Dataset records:
== == ==
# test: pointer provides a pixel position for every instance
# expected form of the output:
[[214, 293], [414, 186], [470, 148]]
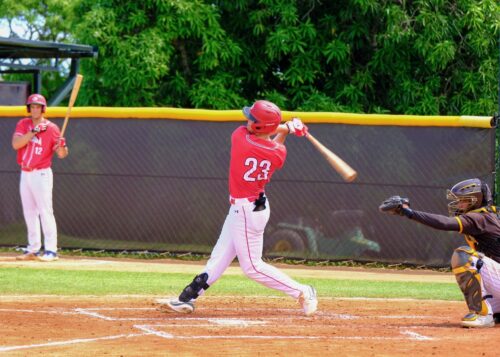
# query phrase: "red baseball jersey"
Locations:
[[37, 154], [253, 162]]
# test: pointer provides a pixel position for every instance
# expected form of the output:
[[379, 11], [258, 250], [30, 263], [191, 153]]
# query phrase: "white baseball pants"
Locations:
[[36, 196], [242, 236], [490, 276]]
== == ==
> Exercise brief: Output all of the entries once more, word for word, with the images removed.

> Reply to the task:
# test: pointer provides a pixel position for every instance
# expected form of the output:
[[214, 293], [414, 186], [470, 148]]
# query phrase: "red baseball jersey"
Locations:
[[37, 154], [253, 162]]
# test: pointer provides a pixel position for every instance
# expected form of the output:
[[379, 11], [258, 250], [30, 263], [191, 153]]
# query phrase: "white baseball pants"
Locations:
[[36, 196], [242, 236], [490, 276]]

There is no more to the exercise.